▶ _Passage to read_:
··········
Iran will not allow the International Atomic Energy Agency (IAEA) inspectors to visit its military sites, a top adviser to Supreme Leader Ayatollah Ali Khamenei said. It was the latest statement by a top Iranian official that exposed weaknesses in the nuclear deal made with Iran in 2015.

In response to Amano’s statement Monday that “we will continue to implement the Additional Protocol in Iran … as we do in other countries,” meaning that the IAEA would ask to inspect military sites if necessary to ensure that Iran isn’t violating its nuclear commitments, Khamenei’s adviser, Ali Akbar Velayati, said that Iran did not give the IAEA permission to visit nuclear sites, according to the semi-official PressTV news agency.

(Two weeks ago the Associated Press quoted Amano saying that, according to the deal, the IAEA “has access to (all) locations without making distinctions between military and civilian locations.”)

“Mr. Amano, his agents and no other foreigners have the right to inspect our military sites, because these sites are among off-limit sites for any foreigner and those affiliated with them,” Velayati said, insisting that Iran would not have made an agreement allowing such access. (According to PressTV, Velayati said that “Tehran would have never signed any agreement with the UN nuclear agency” if it included such a provision. In fact the nuclear deal was never signed).

Access to military sites is essential to nuclear inspections, Yishai Schwartz wrote in 2015 at the Lawfare blog, observing that “if there would be inspections-free zones, there could be no guarantee that states’ nuclear programs were peaceful…”

“But in insisting on a special exemption denying IAEA access to military site, Iran is actually demanding special, privileged treatment,” Schwartz added. “The fact that the p5+1 would even consider subjecting such visits to a ‘joint commission’ of the IAEA represents a significant and dangerous departure from previous practice. The logic of the oversight system rests on the assumption that the IAEA Board of Governors holds ultimate authority to decide where its inspectors go, and that the Security Council serves as its enforcement mechanism. Playing with these details would gut the entire structure.”
··········
▶ _Dataset extract_:

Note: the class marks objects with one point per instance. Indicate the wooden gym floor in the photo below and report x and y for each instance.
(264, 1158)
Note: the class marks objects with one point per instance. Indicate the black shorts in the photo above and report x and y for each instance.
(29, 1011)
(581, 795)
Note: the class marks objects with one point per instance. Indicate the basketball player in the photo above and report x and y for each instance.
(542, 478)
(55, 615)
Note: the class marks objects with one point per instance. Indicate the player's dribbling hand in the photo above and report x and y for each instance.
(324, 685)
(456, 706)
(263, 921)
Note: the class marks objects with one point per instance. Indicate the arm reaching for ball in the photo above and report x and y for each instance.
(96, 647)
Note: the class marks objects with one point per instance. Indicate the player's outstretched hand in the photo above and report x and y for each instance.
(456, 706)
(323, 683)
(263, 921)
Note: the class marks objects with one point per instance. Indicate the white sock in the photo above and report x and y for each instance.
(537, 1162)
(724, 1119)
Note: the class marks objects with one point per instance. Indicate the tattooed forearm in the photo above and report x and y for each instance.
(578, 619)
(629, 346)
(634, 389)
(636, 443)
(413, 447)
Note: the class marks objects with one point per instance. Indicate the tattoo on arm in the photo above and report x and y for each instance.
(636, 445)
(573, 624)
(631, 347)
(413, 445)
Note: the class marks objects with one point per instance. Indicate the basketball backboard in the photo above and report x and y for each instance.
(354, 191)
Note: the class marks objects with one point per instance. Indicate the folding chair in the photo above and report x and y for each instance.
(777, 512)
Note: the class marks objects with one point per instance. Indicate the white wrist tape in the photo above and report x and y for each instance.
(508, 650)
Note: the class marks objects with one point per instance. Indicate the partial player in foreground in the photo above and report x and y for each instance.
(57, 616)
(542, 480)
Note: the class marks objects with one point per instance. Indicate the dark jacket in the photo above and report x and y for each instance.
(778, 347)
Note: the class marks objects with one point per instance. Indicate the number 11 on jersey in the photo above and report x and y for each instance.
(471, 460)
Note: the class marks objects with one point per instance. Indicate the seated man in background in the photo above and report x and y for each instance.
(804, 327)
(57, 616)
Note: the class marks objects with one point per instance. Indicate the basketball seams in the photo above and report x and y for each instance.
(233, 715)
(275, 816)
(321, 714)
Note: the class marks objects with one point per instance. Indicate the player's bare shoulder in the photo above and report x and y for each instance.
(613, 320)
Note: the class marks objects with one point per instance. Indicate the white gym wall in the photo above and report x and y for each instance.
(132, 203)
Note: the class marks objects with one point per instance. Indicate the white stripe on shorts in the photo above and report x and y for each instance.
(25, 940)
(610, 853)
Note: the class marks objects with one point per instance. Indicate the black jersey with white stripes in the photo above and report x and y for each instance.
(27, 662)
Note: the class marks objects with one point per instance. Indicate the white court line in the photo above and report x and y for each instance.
··········
▶ _Work task 1_: In the passage on Iran and nuclear inspections, what is the name of the adviser to Khamenei who spoke against inspections of military sites?
▶ _Work task 2_: Pick up the passage on Iran and nuclear inspections after its last sentence and write what comes next.
You can set the records aside; they aren't needed here.

▶ _Answer space 1_: Ali Akbar Velayati

▶ _Answer space 2_:
Velayati’s refusal to allow inspections of nuclear sites isn’t the only recent statement by an Iranian official that calls into question the nuclear deal’s ability to prevent Iran from developing a nuclear weapon for at least ten years.

Ali Akbar Salehi, head of the Atomic Energy Organization Of Iran (AEOI), said last month that Iran has the capability to resume enriching uranium to 20% within five days. Salehi’s remarks were recently translated and published by the Middle East Media Research Institute (MEMRI).

“We [actually] poured cement only into some of the reactor’s pipelines, [pipes] several centimeters in diameter and two to three meters long. [We poured it] not into the reactor itself but [only] into the external pipes,” Salehi added, referring to Iran’s obligation to render its heavy water reactor at Arak inoperable. “If we are instructed to restore the former reactor and advance the former program that is unsuitable to [the present time] and is 40 or 50 years out of date, we will remove the front and back parts of these pipes and put in new pipes, which will take only several months.”

Despite the claims of the Obama administration that the nuclear deal blocks Iran’s “four pathways to a nuclear weapon,” Salehi’s boasts show that Iran’s concessions are temporary and easily reversible.

Taken together Velayati’s and Salehi’s statements show that the nuclear deal isn’t capable of stopping Iran’s efforts to develop a nuclear weapon and that it lacks the authority to ensure Iran’s compliance.